What you need to do:
In the entries below, print character for character every line from the line with "Bound every tan paw." up to and including the line with "0 478 1024 683".
+++ Input for this task
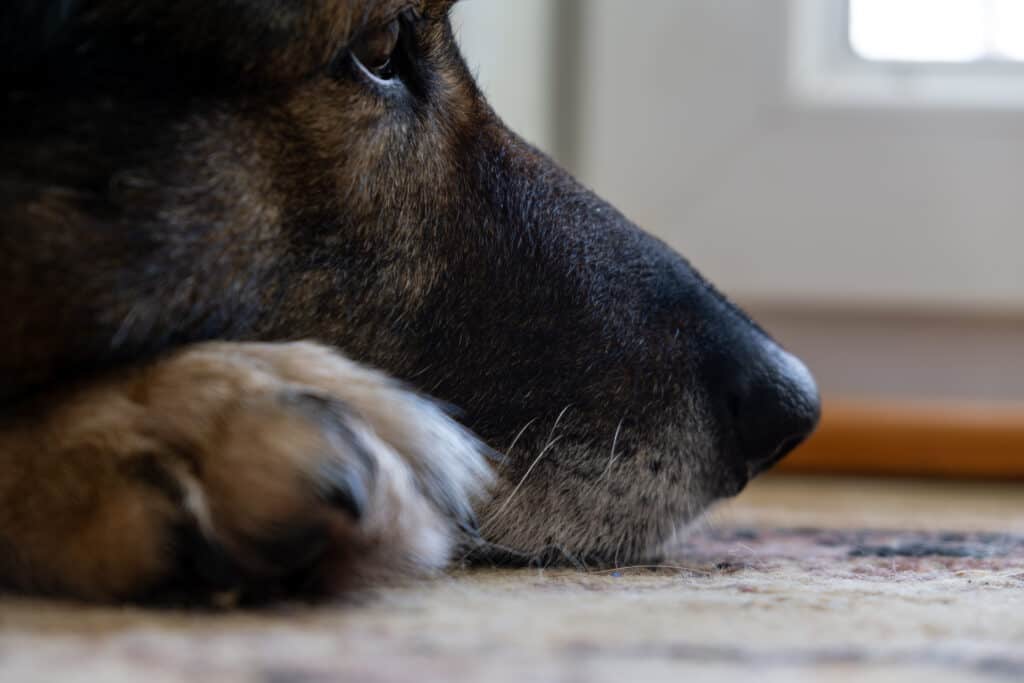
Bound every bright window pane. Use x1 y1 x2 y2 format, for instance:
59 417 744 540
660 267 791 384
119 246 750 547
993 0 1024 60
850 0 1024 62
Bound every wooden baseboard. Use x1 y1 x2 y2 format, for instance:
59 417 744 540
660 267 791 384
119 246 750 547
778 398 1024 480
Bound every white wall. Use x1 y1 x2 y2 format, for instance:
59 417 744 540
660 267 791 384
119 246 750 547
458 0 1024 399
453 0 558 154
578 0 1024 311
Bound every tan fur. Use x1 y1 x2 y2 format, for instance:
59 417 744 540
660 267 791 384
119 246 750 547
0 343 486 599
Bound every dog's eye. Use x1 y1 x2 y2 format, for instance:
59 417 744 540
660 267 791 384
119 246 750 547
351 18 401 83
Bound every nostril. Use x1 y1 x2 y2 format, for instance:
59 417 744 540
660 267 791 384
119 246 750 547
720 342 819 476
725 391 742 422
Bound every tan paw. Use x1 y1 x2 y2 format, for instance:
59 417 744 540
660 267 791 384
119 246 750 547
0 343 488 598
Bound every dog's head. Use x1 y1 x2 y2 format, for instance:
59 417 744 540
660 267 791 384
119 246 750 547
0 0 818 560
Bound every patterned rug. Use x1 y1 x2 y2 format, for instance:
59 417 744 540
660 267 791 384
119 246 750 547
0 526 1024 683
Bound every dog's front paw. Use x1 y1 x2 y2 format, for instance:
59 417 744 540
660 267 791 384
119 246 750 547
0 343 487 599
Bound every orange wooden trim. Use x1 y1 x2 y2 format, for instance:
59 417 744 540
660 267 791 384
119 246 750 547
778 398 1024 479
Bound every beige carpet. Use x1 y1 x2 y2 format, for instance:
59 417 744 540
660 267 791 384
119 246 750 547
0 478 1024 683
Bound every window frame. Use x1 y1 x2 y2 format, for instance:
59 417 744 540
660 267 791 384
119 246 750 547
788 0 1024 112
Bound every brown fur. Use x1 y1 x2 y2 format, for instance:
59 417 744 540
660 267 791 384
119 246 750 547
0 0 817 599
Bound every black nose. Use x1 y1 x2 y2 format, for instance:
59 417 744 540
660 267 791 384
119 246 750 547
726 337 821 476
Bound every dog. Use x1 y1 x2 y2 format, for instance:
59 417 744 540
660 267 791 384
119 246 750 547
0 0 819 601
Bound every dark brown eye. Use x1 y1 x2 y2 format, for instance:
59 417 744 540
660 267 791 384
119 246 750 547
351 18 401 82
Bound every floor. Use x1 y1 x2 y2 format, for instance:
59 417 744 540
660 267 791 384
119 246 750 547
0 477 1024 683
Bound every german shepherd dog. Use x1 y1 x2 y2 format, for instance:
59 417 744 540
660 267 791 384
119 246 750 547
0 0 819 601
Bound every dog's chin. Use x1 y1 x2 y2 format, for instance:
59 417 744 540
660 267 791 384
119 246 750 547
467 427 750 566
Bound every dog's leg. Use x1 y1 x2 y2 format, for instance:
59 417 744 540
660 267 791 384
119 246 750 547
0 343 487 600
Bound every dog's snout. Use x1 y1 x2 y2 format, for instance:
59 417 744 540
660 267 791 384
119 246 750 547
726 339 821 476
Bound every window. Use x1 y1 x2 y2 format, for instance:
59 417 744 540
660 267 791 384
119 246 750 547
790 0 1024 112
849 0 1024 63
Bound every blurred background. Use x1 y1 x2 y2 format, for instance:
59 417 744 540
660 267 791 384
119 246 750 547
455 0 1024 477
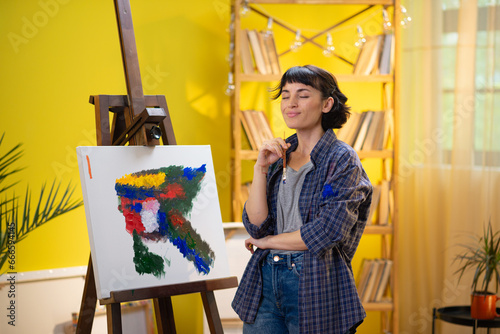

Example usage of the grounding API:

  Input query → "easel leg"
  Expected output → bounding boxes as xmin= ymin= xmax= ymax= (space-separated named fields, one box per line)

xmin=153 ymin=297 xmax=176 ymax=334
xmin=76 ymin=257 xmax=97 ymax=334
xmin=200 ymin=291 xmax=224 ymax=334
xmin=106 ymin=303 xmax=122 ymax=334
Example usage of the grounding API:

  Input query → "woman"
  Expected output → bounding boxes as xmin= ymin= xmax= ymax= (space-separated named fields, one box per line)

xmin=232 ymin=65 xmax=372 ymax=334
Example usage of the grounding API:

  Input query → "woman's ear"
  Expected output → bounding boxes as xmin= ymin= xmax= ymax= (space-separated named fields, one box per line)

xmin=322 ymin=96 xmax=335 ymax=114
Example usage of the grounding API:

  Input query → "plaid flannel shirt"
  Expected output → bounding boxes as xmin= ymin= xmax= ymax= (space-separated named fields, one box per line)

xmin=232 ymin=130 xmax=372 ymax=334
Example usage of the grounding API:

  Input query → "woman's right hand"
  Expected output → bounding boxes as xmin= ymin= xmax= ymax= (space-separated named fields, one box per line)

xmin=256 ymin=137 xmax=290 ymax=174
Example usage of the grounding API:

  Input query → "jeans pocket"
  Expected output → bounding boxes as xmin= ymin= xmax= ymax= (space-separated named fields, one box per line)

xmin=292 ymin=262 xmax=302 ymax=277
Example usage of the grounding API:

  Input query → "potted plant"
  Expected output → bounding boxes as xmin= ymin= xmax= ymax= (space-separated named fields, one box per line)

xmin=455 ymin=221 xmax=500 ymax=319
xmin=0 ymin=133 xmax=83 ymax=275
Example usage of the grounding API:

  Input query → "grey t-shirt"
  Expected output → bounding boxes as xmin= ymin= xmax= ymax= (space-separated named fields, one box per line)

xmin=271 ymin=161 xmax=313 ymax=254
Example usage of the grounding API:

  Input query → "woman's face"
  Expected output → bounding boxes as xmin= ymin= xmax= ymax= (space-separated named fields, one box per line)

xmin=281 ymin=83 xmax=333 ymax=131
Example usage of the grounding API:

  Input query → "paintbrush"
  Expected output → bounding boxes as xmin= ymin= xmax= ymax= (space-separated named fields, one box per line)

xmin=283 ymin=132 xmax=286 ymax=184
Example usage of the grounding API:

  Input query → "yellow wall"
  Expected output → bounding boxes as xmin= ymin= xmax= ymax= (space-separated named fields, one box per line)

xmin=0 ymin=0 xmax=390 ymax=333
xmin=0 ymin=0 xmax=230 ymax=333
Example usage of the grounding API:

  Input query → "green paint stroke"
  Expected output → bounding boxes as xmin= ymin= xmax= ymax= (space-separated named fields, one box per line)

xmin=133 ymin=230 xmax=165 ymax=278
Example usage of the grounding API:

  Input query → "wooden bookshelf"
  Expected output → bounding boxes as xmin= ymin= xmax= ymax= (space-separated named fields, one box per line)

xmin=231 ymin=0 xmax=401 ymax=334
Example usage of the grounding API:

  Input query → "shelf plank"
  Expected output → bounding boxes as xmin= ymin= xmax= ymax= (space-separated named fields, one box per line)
++++++
+++ Input for this task
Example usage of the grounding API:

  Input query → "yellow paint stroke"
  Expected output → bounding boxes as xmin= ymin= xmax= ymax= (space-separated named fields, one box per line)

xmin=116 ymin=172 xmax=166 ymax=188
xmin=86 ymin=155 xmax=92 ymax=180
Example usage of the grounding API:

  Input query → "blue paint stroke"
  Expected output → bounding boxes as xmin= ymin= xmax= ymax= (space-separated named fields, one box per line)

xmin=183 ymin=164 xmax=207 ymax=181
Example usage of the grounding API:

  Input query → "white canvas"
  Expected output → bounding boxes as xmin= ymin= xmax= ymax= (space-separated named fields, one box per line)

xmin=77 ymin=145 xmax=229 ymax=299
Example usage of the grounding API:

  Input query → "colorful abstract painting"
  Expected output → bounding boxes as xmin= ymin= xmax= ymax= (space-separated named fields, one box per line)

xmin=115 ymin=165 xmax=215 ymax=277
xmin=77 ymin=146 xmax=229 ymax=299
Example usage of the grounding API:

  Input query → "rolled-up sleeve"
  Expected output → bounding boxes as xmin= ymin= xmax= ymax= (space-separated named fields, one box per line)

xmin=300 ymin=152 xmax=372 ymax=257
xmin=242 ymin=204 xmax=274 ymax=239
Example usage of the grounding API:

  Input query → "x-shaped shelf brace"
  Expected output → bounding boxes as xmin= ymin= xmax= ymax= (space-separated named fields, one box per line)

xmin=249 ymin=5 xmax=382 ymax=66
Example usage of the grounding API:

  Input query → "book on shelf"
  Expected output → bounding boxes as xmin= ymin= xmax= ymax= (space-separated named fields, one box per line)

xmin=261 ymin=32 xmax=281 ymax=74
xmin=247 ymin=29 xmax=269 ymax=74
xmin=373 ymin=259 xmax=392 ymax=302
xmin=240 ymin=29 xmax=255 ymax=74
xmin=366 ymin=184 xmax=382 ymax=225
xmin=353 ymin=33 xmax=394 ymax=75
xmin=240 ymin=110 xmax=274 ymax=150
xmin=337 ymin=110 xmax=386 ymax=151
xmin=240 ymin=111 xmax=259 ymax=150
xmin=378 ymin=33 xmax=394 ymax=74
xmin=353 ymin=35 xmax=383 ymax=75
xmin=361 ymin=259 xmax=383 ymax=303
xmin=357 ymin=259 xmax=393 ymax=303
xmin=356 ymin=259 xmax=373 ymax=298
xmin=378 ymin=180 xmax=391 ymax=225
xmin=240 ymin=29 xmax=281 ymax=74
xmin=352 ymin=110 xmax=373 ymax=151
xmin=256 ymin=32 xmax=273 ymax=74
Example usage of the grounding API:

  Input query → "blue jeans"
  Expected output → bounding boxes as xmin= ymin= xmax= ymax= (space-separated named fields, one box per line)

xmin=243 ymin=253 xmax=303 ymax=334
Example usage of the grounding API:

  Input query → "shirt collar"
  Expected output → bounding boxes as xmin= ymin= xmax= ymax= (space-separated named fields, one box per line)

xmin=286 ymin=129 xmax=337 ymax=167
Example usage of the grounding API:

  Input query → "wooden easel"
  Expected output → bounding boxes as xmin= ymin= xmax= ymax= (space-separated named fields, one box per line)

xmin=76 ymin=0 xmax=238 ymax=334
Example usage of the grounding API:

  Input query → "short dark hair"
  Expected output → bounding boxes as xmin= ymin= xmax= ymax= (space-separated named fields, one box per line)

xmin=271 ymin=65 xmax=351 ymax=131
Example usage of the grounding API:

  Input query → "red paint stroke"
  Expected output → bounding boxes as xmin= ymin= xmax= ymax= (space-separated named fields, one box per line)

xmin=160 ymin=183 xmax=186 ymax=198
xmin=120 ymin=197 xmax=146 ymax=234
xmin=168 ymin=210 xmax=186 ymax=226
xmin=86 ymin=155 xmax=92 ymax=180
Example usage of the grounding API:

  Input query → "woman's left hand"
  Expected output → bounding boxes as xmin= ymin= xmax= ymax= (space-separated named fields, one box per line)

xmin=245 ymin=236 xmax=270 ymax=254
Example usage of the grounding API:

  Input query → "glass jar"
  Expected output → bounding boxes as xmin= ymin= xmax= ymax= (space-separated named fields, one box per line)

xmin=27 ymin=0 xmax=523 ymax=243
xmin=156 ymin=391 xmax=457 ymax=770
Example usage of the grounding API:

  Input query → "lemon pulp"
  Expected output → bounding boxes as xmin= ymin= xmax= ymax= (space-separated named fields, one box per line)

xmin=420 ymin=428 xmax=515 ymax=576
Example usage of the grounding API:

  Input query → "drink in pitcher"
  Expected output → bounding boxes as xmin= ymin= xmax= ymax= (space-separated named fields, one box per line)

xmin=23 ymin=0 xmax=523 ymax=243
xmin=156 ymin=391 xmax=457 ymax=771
++++++
Solution to the exercise:
Bound every tan paw. Use x1 y1 x2 y2 format, for instance:
59 417 744 540
660 267 791 384
119 246 750 547
0 343 488 598
Bound every dog's head. Use x1 y1 x2 y2 format, for instance:
59 417 744 540
660 267 791 384
119 246 750 547
0 0 818 560
Bound every patterned rug. Use x1 y1 x2 y2 format, for instance:
59 417 744 540
660 267 791 384
119 246 750 547
0 526 1024 683
Bound every dog's front paw. Use x1 y1 x2 y2 format, for instance:
59 417 744 540
660 267 791 384
119 246 750 547
0 343 487 599
Bound every orange wooden trim. Use x1 y1 x2 y2 format, for instance:
59 417 744 540
660 267 791 384
119 246 750 547
778 398 1024 479
Bound every beige carpet. Use x1 y1 x2 y2 format, for instance:
59 417 744 540
660 267 791 384
119 246 750 547
0 478 1024 683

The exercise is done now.